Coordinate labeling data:
*****

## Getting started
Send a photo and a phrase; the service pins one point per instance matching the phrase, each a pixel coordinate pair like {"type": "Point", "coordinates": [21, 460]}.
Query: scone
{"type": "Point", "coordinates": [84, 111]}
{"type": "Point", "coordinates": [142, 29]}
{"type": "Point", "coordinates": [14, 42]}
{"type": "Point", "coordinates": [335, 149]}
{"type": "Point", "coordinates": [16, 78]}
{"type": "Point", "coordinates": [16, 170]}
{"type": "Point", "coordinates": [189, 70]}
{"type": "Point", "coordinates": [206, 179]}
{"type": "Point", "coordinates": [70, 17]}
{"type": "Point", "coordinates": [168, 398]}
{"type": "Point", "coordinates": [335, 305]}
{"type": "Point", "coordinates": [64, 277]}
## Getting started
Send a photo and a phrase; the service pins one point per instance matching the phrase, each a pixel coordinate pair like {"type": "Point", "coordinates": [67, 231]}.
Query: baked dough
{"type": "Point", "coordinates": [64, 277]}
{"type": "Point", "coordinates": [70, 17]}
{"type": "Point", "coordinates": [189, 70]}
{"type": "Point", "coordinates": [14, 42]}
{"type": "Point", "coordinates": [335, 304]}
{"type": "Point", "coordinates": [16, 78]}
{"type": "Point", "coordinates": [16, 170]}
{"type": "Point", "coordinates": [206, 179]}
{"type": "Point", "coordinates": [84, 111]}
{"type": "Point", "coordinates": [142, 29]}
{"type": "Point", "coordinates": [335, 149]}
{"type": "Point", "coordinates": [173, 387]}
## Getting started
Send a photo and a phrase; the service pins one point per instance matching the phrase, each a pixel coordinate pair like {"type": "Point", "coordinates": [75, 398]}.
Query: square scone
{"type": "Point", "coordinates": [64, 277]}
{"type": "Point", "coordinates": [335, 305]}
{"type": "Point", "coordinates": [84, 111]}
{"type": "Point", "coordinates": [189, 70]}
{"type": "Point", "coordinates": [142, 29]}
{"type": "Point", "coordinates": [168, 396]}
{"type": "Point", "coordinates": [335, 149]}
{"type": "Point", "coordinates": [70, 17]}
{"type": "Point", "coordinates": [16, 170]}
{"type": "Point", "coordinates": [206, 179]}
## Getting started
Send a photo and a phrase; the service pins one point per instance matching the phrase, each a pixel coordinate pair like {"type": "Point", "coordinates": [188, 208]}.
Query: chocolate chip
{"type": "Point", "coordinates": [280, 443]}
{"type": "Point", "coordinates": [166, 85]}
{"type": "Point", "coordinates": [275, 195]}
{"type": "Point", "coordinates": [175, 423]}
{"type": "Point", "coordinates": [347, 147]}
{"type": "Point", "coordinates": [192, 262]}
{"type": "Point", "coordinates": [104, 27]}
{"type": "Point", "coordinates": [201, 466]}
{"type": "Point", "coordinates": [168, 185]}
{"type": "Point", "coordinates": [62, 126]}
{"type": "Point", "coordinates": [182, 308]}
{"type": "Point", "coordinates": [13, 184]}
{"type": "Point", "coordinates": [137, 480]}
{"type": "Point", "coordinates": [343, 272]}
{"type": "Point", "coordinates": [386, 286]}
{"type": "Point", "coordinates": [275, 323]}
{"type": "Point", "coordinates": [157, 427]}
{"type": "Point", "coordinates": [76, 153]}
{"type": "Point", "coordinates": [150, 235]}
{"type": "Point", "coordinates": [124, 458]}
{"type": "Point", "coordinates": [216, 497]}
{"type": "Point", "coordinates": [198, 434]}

*****

:: EXERCISE INSTRUCTIONS ::
All of the data shown above must be copied exactly.

:: EXERCISE RESULT ::
## Getting started
Send a photo and a phrase; the service pins one point per instance matching the phrase, each a pixel coordinate pair like {"type": "Point", "coordinates": [21, 460]}.
Query: scone
{"type": "Point", "coordinates": [84, 111]}
{"type": "Point", "coordinates": [142, 29]}
{"type": "Point", "coordinates": [14, 42]}
{"type": "Point", "coordinates": [335, 149]}
{"type": "Point", "coordinates": [16, 78]}
{"type": "Point", "coordinates": [16, 170]}
{"type": "Point", "coordinates": [189, 70]}
{"type": "Point", "coordinates": [206, 179]}
{"type": "Point", "coordinates": [70, 17]}
{"type": "Point", "coordinates": [168, 398]}
{"type": "Point", "coordinates": [335, 305]}
{"type": "Point", "coordinates": [64, 277]}
## Getting started
Send a photo and a phrase; the service pins one point per instance matching the phrase, each a pixel coordinate pair like {"type": "Point", "coordinates": [67, 231]}.
Query: baked dough
{"type": "Point", "coordinates": [64, 277]}
{"type": "Point", "coordinates": [70, 17]}
{"type": "Point", "coordinates": [189, 70]}
{"type": "Point", "coordinates": [14, 42]}
{"type": "Point", "coordinates": [335, 304]}
{"type": "Point", "coordinates": [16, 78]}
{"type": "Point", "coordinates": [16, 170]}
{"type": "Point", "coordinates": [206, 179]}
{"type": "Point", "coordinates": [84, 111]}
{"type": "Point", "coordinates": [142, 29]}
{"type": "Point", "coordinates": [335, 149]}
{"type": "Point", "coordinates": [173, 387]}
## Getting started
Send a photo and a phrase; the service pins one point per instance matching the phrase, each a pixel coordinate pair like {"type": "Point", "coordinates": [75, 398]}.
Query: square scone
{"type": "Point", "coordinates": [64, 277]}
{"type": "Point", "coordinates": [335, 305]}
{"type": "Point", "coordinates": [84, 111]}
{"type": "Point", "coordinates": [189, 70]}
{"type": "Point", "coordinates": [142, 29]}
{"type": "Point", "coordinates": [168, 396]}
{"type": "Point", "coordinates": [335, 149]}
{"type": "Point", "coordinates": [70, 17]}
{"type": "Point", "coordinates": [16, 170]}
{"type": "Point", "coordinates": [206, 179]}
## Getting started
Send a photo and a phrase; the service pins one point per instance matching the phrase, each a pixel coordinate pair like {"type": "Point", "coordinates": [188, 208]}.
Query: chocolate chip
{"type": "Point", "coordinates": [280, 443]}
{"type": "Point", "coordinates": [166, 85]}
{"type": "Point", "coordinates": [275, 195]}
{"type": "Point", "coordinates": [175, 423]}
{"type": "Point", "coordinates": [347, 147]}
{"type": "Point", "coordinates": [192, 262]}
{"type": "Point", "coordinates": [104, 27]}
{"type": "Point", "coordinates": [201, 466]}
{"type": "Point", "coordinates": [168, 185]}
{"type": "Point", "coordinates": [62, 126]}
{"type": "Point", "coordinates": [182, 308]}
{"type": "Point", "coordinates": [13, 184]}
{"type": "Point", "coordinates": [137, 480]}
{"type": "Point", "coordinates": [343, 272]}
{"type": "Point", "coordinates": [386, 286]}
{"type": "Point", "coordinates": [275, 323]}
{"type": "Point", "coordinates": [157, 427]}
{"type": "Point", "coordinates": [76, 153]}
{"type": "Point", "coordinates": [150, 235]}
{"type": "Point", "coordinates": [124, 458]}
{"type": "Point", "coordinates": [216, 497]}
{"type": "Point", "coordinates": [198, 434]}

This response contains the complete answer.